Step 5: Memory Cells Form

Here is where vaccines deliver their real long-term value. As the initial immune response winds down and antibody levels gradually decline, a small population of memory B cells and memory T cells remain behind. These cells are the immune system’s filing cabinet.

Memory B cells persist for long periods without actively producing antibodies. They sit quietly in your lymph nodes and other tissues, ready to spring back into action. If you encounter the real pathogen months or years later, these memory cells recognize the threat almost immediately, multiply rapidly, and produce a wave of antibodies far faster and stronger than the first time around. This is why a second infection (or a booster shot) produces a quicker, more powerful response.

Separately, a population of long-lived plasma cells settles into your bone marrow and continuously secretes low levels of antibodies for years, sometimes decades, regardless of whether you encounter the pathogen again. Together, these two systems provide overlapping layers of protection. Antibodies created during an immune encounter can persist in molecular memory for a lifetime in some cases, which is why a single childhood vaccination series can protect you well into adulthood for diseases like measles.

* _Task goal_
Please return the passage on memory cells word for word, in full.

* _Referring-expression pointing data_
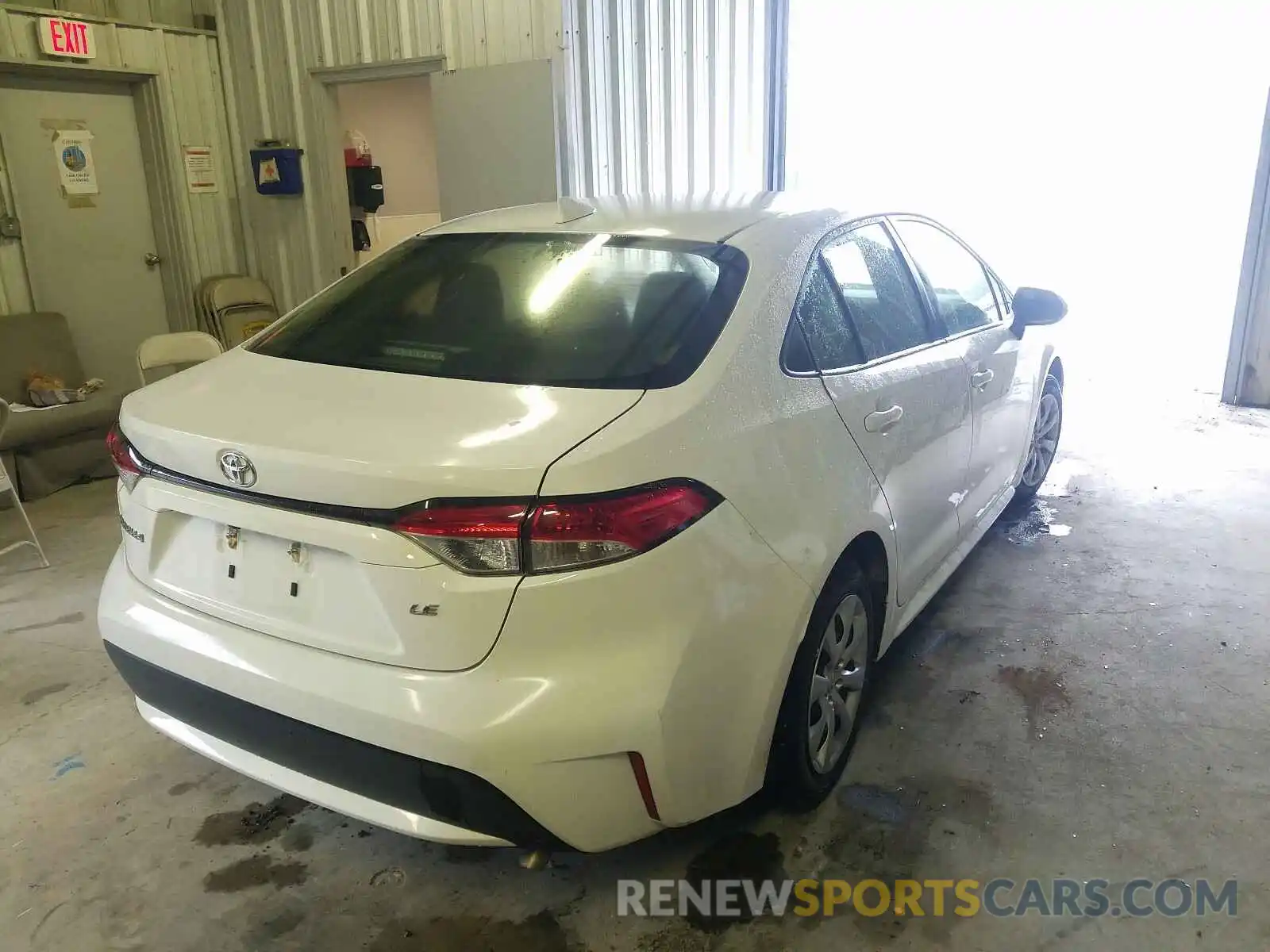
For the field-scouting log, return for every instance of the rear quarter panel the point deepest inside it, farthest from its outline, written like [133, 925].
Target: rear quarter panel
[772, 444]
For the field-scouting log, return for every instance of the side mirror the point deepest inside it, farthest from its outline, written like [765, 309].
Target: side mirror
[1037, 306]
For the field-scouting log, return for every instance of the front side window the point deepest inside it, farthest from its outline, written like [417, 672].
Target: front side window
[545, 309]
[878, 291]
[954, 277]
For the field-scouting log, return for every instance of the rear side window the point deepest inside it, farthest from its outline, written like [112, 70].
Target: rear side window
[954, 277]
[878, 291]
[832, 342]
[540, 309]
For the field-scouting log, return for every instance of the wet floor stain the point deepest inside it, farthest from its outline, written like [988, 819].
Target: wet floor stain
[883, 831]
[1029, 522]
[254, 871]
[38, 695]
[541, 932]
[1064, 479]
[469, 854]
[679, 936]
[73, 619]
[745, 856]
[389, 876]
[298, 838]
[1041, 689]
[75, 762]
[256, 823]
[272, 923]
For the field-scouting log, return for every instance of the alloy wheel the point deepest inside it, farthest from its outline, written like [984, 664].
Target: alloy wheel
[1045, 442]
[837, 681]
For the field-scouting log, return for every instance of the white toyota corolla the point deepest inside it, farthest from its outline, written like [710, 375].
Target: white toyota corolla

==

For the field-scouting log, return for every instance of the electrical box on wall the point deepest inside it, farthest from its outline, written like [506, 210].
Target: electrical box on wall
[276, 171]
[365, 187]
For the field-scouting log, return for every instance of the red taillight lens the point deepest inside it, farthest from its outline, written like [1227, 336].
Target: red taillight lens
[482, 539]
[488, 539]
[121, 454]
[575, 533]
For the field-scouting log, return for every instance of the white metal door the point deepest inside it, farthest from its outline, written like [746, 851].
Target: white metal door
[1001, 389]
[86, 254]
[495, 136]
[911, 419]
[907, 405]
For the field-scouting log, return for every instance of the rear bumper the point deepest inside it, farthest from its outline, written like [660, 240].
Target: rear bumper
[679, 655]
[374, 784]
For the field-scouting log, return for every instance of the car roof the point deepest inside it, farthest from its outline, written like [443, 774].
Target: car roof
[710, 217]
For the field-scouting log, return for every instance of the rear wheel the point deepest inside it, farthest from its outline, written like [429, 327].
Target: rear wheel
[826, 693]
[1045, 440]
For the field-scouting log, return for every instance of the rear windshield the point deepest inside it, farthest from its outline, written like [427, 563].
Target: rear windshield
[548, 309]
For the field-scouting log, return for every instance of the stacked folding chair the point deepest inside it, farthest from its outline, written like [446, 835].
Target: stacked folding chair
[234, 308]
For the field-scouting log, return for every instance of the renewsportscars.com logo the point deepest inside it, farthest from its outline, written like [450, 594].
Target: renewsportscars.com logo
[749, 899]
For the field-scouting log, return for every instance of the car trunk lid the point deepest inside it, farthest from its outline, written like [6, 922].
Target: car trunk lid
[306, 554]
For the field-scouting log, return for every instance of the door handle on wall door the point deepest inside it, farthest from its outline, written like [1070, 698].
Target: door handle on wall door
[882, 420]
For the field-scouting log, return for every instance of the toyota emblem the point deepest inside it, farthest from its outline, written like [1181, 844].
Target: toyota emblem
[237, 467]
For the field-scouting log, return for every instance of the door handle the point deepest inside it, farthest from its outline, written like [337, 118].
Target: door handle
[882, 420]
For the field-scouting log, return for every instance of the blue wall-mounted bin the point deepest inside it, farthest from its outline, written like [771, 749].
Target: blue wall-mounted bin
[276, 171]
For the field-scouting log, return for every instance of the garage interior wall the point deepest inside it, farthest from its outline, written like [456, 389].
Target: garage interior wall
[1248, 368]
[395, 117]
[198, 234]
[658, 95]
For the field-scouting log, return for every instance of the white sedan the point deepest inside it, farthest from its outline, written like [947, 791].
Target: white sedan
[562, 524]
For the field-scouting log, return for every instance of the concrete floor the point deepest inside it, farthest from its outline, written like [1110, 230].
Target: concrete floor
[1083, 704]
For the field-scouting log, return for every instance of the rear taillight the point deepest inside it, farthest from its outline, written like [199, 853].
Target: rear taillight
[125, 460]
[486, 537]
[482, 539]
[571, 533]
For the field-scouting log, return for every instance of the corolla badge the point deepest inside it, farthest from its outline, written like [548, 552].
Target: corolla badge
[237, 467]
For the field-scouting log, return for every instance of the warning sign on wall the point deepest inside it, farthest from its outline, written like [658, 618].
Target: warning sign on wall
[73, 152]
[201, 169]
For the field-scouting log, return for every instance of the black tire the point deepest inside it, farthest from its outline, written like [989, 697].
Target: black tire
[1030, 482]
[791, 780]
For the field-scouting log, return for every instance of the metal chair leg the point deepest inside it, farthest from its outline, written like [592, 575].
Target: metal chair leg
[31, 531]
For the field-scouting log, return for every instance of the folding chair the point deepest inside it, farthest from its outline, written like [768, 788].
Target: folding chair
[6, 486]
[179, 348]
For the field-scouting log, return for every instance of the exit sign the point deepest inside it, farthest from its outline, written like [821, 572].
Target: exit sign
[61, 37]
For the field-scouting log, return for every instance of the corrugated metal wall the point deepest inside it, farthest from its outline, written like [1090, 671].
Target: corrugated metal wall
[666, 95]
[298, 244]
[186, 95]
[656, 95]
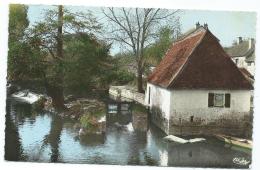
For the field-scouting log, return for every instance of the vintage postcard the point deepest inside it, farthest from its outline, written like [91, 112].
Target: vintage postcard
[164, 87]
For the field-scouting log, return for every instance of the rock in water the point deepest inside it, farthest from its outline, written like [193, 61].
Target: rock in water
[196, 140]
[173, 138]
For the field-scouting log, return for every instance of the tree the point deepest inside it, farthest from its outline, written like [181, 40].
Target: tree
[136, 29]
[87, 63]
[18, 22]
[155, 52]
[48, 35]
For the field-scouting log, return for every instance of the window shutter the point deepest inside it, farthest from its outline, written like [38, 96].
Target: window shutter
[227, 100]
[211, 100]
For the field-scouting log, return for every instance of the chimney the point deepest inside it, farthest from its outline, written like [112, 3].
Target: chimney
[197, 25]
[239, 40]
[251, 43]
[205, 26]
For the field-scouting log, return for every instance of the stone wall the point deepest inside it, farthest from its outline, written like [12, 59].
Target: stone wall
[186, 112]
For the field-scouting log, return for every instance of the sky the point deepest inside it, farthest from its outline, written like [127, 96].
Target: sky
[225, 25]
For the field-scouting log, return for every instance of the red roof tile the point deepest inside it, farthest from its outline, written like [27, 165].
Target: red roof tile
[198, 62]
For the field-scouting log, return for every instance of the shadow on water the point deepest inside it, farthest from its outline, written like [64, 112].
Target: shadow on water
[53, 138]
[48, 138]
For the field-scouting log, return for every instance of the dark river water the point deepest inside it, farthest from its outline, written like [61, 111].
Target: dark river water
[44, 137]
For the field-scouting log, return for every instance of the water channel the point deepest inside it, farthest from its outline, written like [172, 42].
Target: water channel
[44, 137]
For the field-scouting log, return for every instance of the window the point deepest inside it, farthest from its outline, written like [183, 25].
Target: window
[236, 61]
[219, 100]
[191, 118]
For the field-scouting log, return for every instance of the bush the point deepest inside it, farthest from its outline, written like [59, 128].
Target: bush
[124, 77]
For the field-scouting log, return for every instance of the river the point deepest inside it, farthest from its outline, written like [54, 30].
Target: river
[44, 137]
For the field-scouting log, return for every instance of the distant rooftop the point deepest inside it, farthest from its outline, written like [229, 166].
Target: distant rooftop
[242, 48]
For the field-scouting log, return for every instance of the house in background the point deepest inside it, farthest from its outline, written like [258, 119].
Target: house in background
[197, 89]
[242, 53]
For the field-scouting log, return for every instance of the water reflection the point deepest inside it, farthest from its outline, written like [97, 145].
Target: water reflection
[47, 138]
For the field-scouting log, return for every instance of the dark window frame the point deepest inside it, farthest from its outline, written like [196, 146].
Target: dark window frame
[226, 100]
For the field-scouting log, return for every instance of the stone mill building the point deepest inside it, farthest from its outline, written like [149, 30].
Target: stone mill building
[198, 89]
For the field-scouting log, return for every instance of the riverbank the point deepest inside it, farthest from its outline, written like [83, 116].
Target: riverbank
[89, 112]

--

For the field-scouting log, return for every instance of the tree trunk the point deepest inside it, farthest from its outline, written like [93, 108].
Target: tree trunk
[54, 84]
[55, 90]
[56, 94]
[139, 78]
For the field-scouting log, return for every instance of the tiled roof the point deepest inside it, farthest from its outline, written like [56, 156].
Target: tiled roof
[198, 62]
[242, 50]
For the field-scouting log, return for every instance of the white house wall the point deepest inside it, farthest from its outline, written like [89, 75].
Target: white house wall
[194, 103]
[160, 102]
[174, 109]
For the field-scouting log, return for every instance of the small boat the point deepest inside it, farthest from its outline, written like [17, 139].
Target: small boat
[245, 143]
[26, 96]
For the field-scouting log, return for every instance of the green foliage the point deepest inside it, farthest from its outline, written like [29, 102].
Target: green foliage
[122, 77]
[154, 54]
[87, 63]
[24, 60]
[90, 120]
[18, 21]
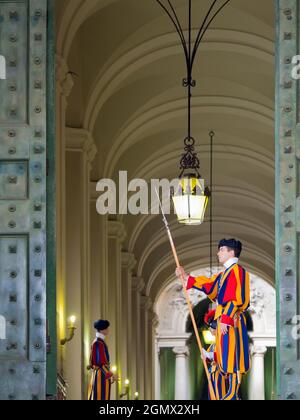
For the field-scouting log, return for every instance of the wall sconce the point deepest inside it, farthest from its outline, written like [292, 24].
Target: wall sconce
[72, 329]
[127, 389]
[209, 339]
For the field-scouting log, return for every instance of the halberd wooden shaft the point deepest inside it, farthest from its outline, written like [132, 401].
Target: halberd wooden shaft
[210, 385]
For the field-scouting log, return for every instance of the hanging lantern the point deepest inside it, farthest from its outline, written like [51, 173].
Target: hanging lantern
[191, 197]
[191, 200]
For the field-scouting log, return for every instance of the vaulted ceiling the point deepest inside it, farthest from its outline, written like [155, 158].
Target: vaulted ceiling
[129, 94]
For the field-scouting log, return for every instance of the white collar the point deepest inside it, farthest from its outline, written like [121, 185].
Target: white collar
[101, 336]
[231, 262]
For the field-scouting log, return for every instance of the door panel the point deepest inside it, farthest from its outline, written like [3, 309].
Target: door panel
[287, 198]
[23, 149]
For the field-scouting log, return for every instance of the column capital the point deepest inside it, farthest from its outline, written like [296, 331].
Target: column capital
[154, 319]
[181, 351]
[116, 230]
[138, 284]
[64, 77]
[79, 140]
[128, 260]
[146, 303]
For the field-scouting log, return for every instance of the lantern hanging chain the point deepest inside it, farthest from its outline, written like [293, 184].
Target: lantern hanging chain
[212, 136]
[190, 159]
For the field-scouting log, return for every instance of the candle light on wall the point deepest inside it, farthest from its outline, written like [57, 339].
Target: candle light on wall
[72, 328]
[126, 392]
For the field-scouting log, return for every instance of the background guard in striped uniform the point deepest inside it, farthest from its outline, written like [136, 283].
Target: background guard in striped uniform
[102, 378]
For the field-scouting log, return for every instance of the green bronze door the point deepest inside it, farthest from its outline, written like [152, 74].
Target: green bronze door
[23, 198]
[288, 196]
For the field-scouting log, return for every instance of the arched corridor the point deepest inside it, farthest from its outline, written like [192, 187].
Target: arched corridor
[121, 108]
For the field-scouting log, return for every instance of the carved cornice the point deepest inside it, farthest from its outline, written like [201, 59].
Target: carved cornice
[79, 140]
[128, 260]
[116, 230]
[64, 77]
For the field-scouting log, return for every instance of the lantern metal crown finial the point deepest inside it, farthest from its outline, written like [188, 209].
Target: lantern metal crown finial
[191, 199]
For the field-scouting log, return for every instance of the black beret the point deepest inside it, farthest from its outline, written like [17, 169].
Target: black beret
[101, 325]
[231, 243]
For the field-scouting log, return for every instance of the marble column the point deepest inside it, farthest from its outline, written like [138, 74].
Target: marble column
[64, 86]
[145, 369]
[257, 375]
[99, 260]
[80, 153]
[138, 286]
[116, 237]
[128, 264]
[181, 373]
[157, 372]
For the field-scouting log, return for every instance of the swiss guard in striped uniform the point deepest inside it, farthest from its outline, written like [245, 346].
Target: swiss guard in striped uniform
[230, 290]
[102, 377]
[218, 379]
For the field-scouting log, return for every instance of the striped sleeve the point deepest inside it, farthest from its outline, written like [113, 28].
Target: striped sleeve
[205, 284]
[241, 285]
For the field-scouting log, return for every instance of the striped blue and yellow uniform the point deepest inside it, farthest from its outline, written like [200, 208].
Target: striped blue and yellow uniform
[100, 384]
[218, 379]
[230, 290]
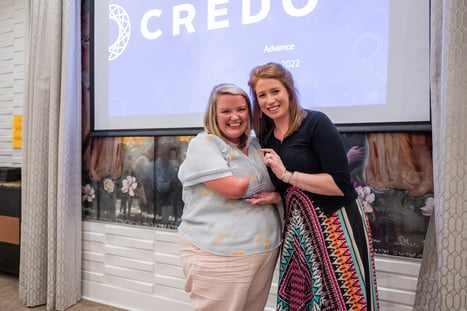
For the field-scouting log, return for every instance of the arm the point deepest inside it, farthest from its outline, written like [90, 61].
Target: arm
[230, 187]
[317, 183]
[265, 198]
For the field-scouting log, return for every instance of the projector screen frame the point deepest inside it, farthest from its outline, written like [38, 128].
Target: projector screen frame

* _Result_
Step 5: Memory Cells Form

Here is where vaccines deliver their real long-term value. As the initial immune response winds down and antibody levels gradually decline, a small population of memory B cells and memory T cells remain behind. These cells are the immune system’s filing cabinet.

Memory B cells persist for long periods without actively producing antibodies. They sit quietly in your lymph nodes and other tissues, ready to spring back into action. If you encounter the real pathogen months or years later, these memory cells recognize the threat almost immediately, multiply rapidly, and produce a wave of antibodies far faster and stronger than the first time around. This is why a second infection (or a booster shot) produces a quicker, more powerful response.

Separately, a population of long-lived plasma cells settles into your bone marrow and continuously secretes low levels of antibodies for years, sometimes decades, regardless of whether you encounter the pathogen again. Together, these two systems provide overlapping layers of protection. Antibodies created during an immune encounter can persist in molecular memory for a lifetime in some cases, which is why a single childhood vaccination series can protect you well into adulthood for diseases like measles.